* What you are asked to do
Below are some records; retype all of them exactly.

════

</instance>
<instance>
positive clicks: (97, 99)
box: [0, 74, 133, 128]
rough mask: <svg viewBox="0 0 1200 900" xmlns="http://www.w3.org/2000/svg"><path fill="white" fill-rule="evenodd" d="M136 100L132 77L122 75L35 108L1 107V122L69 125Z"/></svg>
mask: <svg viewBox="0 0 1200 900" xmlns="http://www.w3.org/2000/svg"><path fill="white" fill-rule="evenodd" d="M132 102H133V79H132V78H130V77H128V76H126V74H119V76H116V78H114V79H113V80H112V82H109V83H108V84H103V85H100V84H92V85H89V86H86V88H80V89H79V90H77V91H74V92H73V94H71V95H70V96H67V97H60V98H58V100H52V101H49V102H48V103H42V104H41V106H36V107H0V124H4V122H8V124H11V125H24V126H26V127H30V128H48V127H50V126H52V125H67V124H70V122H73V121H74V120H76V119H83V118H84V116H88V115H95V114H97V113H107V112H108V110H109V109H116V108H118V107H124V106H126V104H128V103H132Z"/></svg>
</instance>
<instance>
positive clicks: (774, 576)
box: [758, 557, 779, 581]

════

* The answer
</instance>
<instance>
positive clicks: (97, 99)
box: [0, 74, 133, 128]
rough mask: <svg viewBox="0 0 1200 900" xmlns="http://www.w3.org/2000/svg"><path fill="white" fill-rule="evenodd" d="M136 100L132 77L122 75L35 108L1 107V122L69 125Z"/></svg>
mask: <svg viewBox="0 0 1200 900" xmlns="http://www.w3.org/2000/svg"><path fill="white" fill-rule="evenodd" d="M132 102H133V79H132V78H130V77H128V76H126V74H119V76H116V78H114V79H113V80H112V82H109V83H108V84H103V85H100V84H92V85H89V86H86V88H80V89H79V90H77V91H74V92H73V94H71V95H70V96H67V97H60V98H58V100H52V101H49V102H48V103H42V104H41V106H36V107H0V124H4V122H8V124H11V125H24V126H26V127H30V128H48V127H50V126H52V125H67V124H70V122H73V121H74V120H76V119H83V118H84V116H88V115H95V114H97V113H107V112H108V110H109V109H116V108H118V107H124V106H126V104H128V103H132Z"/></svg>
</instance>
<instance>
positive clicks: (774, 576)
box: [758, 557, 779, 581]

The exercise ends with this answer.